*Work instructions*. Here are some entries. Print them exactly as they are.

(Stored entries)

____________

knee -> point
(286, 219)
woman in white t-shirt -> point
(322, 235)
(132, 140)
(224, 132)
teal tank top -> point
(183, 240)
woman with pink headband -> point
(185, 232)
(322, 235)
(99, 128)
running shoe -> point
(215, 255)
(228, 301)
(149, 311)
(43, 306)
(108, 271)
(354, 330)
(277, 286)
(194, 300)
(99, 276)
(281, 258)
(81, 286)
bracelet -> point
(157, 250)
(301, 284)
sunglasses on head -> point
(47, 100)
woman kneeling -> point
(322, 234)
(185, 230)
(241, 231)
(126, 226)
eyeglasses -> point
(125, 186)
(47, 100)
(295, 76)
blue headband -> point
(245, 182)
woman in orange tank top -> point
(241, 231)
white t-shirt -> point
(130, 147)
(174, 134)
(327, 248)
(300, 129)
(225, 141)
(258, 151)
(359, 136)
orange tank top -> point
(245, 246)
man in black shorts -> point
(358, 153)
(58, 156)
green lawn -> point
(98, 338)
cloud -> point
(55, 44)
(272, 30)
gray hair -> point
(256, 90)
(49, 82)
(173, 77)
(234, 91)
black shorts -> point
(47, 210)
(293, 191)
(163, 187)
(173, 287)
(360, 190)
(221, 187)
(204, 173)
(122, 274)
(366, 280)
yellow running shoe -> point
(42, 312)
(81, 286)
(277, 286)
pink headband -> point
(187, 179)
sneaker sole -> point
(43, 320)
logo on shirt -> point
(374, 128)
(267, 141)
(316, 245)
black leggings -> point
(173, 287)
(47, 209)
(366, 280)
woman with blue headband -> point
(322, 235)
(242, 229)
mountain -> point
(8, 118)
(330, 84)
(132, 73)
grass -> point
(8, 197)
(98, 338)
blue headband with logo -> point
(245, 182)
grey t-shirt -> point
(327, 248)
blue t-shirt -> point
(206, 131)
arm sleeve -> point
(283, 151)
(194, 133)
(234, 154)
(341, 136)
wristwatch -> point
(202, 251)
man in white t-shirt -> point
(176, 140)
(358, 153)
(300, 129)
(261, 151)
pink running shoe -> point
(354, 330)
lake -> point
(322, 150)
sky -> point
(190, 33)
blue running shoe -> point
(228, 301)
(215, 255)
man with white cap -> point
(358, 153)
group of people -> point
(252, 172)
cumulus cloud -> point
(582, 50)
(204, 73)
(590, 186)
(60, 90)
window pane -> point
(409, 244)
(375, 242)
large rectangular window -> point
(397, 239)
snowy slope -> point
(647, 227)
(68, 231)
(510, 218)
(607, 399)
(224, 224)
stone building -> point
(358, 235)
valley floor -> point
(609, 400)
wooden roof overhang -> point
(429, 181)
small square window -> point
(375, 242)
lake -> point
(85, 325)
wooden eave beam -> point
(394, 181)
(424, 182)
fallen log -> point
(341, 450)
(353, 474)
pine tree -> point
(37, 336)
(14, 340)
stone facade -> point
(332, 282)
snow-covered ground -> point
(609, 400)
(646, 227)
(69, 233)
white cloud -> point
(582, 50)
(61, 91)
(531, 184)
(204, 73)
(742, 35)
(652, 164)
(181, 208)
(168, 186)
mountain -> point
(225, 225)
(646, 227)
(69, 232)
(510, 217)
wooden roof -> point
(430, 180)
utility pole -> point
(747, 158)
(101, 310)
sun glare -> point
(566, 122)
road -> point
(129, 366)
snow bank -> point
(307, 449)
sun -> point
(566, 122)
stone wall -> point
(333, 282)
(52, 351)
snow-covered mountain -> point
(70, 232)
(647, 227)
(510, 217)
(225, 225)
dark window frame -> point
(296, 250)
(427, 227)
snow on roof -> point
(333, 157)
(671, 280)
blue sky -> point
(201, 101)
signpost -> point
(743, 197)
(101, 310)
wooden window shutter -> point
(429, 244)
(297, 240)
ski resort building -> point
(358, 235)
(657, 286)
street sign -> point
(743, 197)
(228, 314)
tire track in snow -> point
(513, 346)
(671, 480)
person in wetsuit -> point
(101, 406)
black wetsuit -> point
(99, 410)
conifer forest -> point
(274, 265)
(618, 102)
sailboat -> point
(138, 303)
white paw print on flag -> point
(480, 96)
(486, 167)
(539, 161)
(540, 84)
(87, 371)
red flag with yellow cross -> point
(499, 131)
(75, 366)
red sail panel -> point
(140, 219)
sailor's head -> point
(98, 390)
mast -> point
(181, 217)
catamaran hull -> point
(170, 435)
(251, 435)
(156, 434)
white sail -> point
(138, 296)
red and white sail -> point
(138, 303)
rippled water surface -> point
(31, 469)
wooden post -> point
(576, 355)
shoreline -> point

____________

*The completed task*.
knee -> point
(286, 219)
woman in white t-shirt -> point
(322, 235)
(132, 140)
(224, 132)
teal tank top -> point
(183, 240)
woman with pink headband -> point
(185, 232)
(322, 235)
(99, 128)
running shoe -> point
(215, 255)
(228, 301)
(149, 311)
(43, 306)
(108, 271)
(354, 330)
(277, 286)
(194, 300)
(99, 276)
(281, 258)
(81, 286)
bracelet -> point
(157, 250)
(301, 284)
sunglasses on head -> point
(47, 100)
woman kneeling -> point
(322, 234)
(185, 230)
(241, 231)
(126, 226)
eyeglasses -> point
(125, 186)
(47, 100)
(295, 76)
blue headband -> point
(245, 182)
woman in orange tank top -> point
(241, 231)
white t-shirt -> point
(130, 147)
(174, 134)
(327, 248)
(300, 129)
(225, 141)
(258, 151)
(359, 136)
orange tank top -> point
(245, 246)
man in black shorts -> point
(358, 153)
(58, 156)
green lawn -> point
(98, 338)
cloud -> point
(55, 44)
(272, 30)
gray hair -> point
(256, 90)
(49, 82)
(173, 77)
(234, 91)
black shorts -> point
(47, 210)
(293, 191)
(163, 187)
(173, 287)
(360, 190)
(221, 187)
(204, 173)
(122, 274)
(366, 280)
yellow running shoe -> point
(42, 312)
(81, 286)
(277, 286)
pink headband -> point
(187, 179)
sneaker sole -> point
(43, 320)
logo on shirt -> point
(374, 128)
(267, 141)
(316, 245)
black leggings -> point
(173, 287)
(47, 209)
(366, 280)
woman with blue headband -> point
(322, 235)
(242, 229)
mountain -> point
(8, 118)
(330, 84)
(132, 73)
grass -> point
(8, 197)
(98, 338)
blue headband with logo -> point
(245, 182)
grey t-shirt -> point
(327, 248)
blue t-shirt -> point
(206, 131)
arm sleeve -> point
(283, 151)
(194, 133)
(234, 154)
(341, 136)
wristwatch -> point
(202, 251)
man in white t-shirt -> point
(176, 140)
(358, 153)
(300, 129)
(261, 151)
pink running shoe -> point
(354, 330)
lake -> point
(322, 150)
sky -> point
(190, 33)
blue running shoe -> point
(228, 301)
(215, 255)
man with white cap -> point
(358, 153)
group of people -> point
(252, 172)
cumulus cloud -> point
(582, 50)
(204, 73)
(590, 186)
(60, 90)
window pane -> point
(409, 244)
(375, 242)
large rectangular window -> point
(397, 239)
snowy slope -> point
(647, 227)
(68, 231)
(510, 218)
(607, 399)
(224, 224)
stone building -> point
(358, 235)
valley floor -> point
(609, 400)
wooden roof overhang -> point
(429, 181)
small square window -> point
(375, 242)
lake -> point
(85, 325)
wooden eave beam -> point
(394, 181)
(424, 182)
fallen log -> point
(341, 450)
(353, 474)
pine tree -> point
(37, 336)
(14, 340)
stone facade -> point
(332, 282)
snow-covered ground -> point
(609, 400)
(646, 227)
(69, 233)
white cloud -> point
(582, 50)
(61, 91)
(531, 184)
(204, 73)
(742, 35)
(652, 164)
(181, 208)
(168, 186)
mountain -> point
(225, 225)
(646, 227)
(69, 232)
(510, 217)
wooden roof -> point
(430, 180)
utility pole -> point
(747, 158)
(101, 310)
sun glare -> point
(566, 122)
road -> point
(129, 366)
snow bank -> point
(307, 449)
sun -> point
(566, 122)
stone wall -> point
(333, 282)
(52, 351)
snow-covered mountain -> point
(70, 232)
(647, 227)
(510, 217)
(225, 225)
dark window frame -> point
(296, 250)
(427, 227)
snow on roof -> point
(333, 157)
(671, 280)
blue sky -> point
(201, 101)
signpost -> point
(743, 197)
(101, 310)
wooden window shutter -> point
(429, 244)
(297, 240)
ski resort building -> point
(358, 235)
(657, 286)
street sign -> point
(743, 197)
(228, 314)
tire track in snow -> point
(513, 346)
(671, 480)
person in wetsuit -> point
(101, 406)
black wetsuit -> point
(99, 410)
conifer forest -> point
(274, 265)
(618, 102)
sailboat -> point
(138, 303)
white paw print on flag -> point
(480, 96)
(486, 167)
(539, 161)
(540, 84)
(87, 371)
red flag with yellow cross -> point
(499, 131)
(75, 366)
red sail panel -> point
(140, 219)
sailor's head -> point
(98, 390)
mast -> point
(181, 217)
catamaran hull -> point
(170, 435)
(251, 435)
(156, 434)
white sail -> point
(138, 296)
red and white sail -> point
(138, 303)
rippled water surface -> point
(31, 469)
wooden post -> point
(576, 355)
shoreline -> point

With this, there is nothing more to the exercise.